Task list:
1. Reproduce everything in the press release about the new federalism center from "Center for Competitive Federalism aims" down to "prerogatives of government.".
2. Continue the press release announcing the Center for Competitive Federalism from the point where it stops.

Supplied text:

= = =

WILL Press Release | WILL Launches New Project on Federalism

 In Center for Competitive Federalism, Press Releases, WILL News

Center for Competitive Federalism aims to restore shared governance between States, Washington, DC

July 11, 2016 – Milwaukee, WI – The Wisconsin Institute for Law & Liberty announced today the creation of the Center for Competitive Federalism (CCF). The CCF will engage in strategic litigation and public education to advance the “competitive” federalism established by the Constitution – a system in which the authority of both the states and federal government is carefully delineated and circumscribed and which is informed by the need to protect the liberty of persons and not the prerogatives of government.

Mario Loyola, WILL senior sellow, is the Director of CCF. He served in the Pentagon as a special assistant to the undersecretary of defense for policy, and on Capitol Hill as counsel for foreign and defense affairs to the U.S. Senate Republican Policy Committee, and a senior advisor for Senator Ben Sasse of Nebraska. Loyola is a contributing editor at National Review and was a senior fellow at the Texas Public Policy Foundation, where he was director of federalism and constitutional studies.

= = =

Given information:

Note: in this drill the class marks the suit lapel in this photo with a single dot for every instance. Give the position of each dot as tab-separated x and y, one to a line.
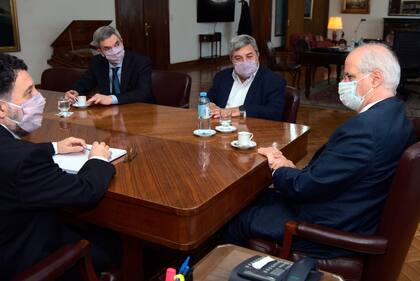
104	76
253	89
125	72
5	133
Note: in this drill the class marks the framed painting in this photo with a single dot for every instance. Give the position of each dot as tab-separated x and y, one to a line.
9	35
355	6
307	9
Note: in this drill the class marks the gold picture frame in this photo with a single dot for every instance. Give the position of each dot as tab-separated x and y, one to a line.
9	35
355	6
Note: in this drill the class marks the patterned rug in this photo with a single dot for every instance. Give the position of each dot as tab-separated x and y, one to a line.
326	96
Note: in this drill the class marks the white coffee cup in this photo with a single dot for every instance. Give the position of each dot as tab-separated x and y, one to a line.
244	138
81	101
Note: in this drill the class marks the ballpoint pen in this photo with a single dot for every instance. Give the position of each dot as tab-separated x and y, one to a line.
184	265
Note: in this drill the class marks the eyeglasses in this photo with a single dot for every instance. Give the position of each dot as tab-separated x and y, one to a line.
107	48
349	77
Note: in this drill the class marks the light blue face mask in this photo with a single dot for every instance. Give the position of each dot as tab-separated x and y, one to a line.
348	94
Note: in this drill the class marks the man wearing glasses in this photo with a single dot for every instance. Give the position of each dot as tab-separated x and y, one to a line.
120	76
346	183
247	88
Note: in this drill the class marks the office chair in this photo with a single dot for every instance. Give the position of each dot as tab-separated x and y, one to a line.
381	255
291	105
58	263
406	47
171	88
276	64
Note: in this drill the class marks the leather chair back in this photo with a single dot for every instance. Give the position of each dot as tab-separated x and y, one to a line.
171	88
271	55
60	79
400	219
291	105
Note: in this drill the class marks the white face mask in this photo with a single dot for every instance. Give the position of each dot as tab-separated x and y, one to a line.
348	94
27	116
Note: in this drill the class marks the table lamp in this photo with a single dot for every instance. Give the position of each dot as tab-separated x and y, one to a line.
335	23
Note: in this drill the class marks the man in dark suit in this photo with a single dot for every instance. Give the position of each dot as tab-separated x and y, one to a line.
33	187
120	76
345	184
247	88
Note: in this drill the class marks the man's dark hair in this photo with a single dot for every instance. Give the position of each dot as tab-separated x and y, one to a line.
9	66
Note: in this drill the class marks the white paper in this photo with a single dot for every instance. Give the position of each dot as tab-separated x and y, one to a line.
73	162
260	263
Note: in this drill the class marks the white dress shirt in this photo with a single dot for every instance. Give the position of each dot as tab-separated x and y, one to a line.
54	144
239	90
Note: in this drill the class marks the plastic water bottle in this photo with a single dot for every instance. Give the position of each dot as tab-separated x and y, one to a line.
203	112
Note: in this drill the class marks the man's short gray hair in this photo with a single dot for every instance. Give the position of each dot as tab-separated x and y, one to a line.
380	57
103	33
241	41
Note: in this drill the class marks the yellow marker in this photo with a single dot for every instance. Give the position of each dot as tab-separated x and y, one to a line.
179	277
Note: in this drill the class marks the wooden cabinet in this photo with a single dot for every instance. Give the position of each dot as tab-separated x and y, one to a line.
399	24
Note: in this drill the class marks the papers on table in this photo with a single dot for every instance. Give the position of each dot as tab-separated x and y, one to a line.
73	162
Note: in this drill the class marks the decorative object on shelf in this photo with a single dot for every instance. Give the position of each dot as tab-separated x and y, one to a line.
9	34
355	7
308	6
404	8
334	24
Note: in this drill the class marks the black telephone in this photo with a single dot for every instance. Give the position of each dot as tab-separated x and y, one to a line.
302	270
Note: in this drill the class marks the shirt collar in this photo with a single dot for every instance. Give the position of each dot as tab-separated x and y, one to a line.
248	80
13	134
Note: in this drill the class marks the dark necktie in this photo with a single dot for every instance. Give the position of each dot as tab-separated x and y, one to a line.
116	89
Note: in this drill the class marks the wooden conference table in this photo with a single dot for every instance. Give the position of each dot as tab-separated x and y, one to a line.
179	189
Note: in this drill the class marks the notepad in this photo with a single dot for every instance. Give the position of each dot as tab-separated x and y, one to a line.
73	162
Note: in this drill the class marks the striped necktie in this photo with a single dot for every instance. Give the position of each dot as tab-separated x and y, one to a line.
116	88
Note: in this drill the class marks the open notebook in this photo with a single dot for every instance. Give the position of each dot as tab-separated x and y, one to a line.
73	162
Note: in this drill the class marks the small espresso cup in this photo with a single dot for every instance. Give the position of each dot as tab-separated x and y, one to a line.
244	138
81	101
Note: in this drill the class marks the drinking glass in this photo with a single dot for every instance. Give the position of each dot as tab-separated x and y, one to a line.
63	107
225	118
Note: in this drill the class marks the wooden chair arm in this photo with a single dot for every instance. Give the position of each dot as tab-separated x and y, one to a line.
366	244
56	264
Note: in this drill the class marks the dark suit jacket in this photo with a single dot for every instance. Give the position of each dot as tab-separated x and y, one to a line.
136	78
32	188
265	97
345	184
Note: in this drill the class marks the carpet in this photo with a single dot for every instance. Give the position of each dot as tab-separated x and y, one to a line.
326	96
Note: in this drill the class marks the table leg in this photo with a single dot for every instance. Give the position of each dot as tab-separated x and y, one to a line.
132	263
308	73
338	72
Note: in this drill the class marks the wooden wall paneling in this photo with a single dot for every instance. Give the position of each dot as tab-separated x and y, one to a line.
261	13
318	23
295	23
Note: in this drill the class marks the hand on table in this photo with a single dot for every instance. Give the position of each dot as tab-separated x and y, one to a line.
275	158
100	149
70	145
99	99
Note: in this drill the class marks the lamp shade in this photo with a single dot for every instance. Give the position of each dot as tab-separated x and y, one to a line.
335	23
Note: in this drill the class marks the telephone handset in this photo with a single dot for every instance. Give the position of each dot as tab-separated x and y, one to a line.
275	270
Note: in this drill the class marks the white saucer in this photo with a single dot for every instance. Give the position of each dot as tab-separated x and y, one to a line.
79	106
67	114
204	133
235	144
225	129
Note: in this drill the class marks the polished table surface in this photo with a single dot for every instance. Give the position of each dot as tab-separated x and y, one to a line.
312	59
218	264
179	189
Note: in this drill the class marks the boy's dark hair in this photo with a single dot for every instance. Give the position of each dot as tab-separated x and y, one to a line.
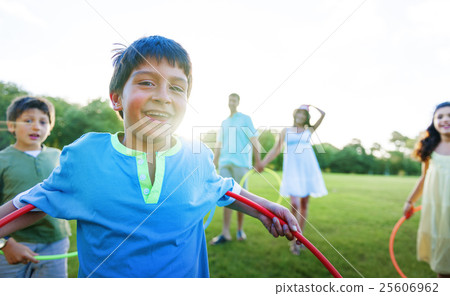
430	139
236	96
308	116
21	104
126	59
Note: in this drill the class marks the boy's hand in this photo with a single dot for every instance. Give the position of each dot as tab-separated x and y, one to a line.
18	253
274	226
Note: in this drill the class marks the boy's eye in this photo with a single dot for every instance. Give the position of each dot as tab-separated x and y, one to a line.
177	88
146	83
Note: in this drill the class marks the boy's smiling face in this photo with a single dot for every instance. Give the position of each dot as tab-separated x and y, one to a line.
31	129
154	93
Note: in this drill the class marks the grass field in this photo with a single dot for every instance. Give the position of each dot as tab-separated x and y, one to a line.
350	226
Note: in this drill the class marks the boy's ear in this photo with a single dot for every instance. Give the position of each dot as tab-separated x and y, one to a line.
116	100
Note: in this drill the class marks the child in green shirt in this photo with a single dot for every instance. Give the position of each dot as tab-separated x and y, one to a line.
23	165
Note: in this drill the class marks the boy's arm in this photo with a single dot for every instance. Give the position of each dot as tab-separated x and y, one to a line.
18	253
19	223
274	227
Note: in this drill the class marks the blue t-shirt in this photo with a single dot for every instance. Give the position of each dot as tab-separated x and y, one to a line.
127	226
235	135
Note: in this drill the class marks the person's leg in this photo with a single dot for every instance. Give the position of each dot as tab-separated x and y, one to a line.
238	173
295	210
304	202
52	268
225	236
12	270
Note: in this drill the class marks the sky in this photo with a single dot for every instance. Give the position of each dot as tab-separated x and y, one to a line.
373	66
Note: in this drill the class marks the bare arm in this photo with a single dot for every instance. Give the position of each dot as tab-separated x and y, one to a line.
417	191
18	253
276	149
319	121
256	155
19	223
274	227
217	150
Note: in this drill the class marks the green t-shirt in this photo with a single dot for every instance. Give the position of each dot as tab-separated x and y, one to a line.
18	173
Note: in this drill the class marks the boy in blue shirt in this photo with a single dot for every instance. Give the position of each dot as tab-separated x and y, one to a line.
139	197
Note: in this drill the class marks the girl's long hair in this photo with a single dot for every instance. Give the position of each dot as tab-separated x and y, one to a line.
430	139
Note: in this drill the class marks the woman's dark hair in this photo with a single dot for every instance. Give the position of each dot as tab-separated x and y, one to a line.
430	139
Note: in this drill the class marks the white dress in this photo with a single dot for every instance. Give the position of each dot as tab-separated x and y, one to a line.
433	239
301	172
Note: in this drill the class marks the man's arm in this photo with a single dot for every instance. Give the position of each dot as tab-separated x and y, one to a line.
217	151
256	153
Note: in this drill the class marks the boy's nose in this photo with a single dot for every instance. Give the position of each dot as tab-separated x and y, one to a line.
35	126
162	95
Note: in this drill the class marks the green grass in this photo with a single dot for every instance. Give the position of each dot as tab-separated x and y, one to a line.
350	226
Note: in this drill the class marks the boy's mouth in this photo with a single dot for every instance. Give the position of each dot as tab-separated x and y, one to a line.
158	115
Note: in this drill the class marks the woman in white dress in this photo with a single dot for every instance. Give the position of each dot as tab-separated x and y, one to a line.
302	176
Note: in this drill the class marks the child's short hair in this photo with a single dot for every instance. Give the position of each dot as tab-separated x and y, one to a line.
236	96
126	59
21	104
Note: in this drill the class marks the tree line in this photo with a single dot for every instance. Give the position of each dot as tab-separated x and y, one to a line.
73	120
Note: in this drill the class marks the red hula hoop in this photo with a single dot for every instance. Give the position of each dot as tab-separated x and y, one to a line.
5	220
297	234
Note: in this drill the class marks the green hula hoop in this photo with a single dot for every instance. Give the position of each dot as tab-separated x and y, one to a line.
275	175
53	257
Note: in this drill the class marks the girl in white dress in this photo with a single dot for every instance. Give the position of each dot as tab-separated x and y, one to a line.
433	236
302	177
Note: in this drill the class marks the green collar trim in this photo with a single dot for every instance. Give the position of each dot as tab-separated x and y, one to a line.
131	152
150	192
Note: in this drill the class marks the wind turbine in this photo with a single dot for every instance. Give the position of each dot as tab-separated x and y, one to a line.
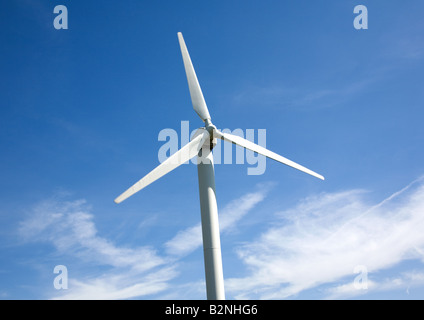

= = =

Answers to each task:
1.
Center for Competitive Federalism aims to restore shared governance between States, Washington, DC

July 11, 2016 – Milwaukee, WI – The Wisconsin Institute for Law & Liberty announced today the creation of the Center for Competitive Federalism (CCF). The CCF will engage in strategic litigation and public education to advance the “competitive” federalism established by the Constitution – a system in which the authority of both the states and federal government is carefully delineated and circumscribed and which is informed by the need to protect the liberty of persons and not the prerogatives of government.

2.
Jake Curtis is associate counsel and federal litigator at WILL. Prior to Joining WILL, Jake served as State Senator Duey Stroebel’s Policy Director and as a litigation and government affairs associate at one of Wisconsin’s largest business law firms and a small firm specializing in municipal labor and employment matters.  He previously served as an Ozaukee County Supervisor as well as a special appointed Assistant District Attorney in Milwaukee County.

CCF is also releasing its first report, Wisconsin not Washington, that examines how the relationship between the federal government in Washington has hamstrung Wisconsin policy innovation through the use of federal dollars and has contributed to a steady rate of growth in state government spending and regulation.

The report outlines multiple policy prescriptions for unleashing the creativity of policymaking and controlling the growth in state government spending:

  • Commission on Competitiveness. One overarching proposal would be to have a commission on competiveness recommend legislative and regulatory reforms to make Wisconsin more competitive again. The council could issue recommendations on workforce training and education, infrastructure, manufacturing, high technology, and ease of starting up and operating a small business.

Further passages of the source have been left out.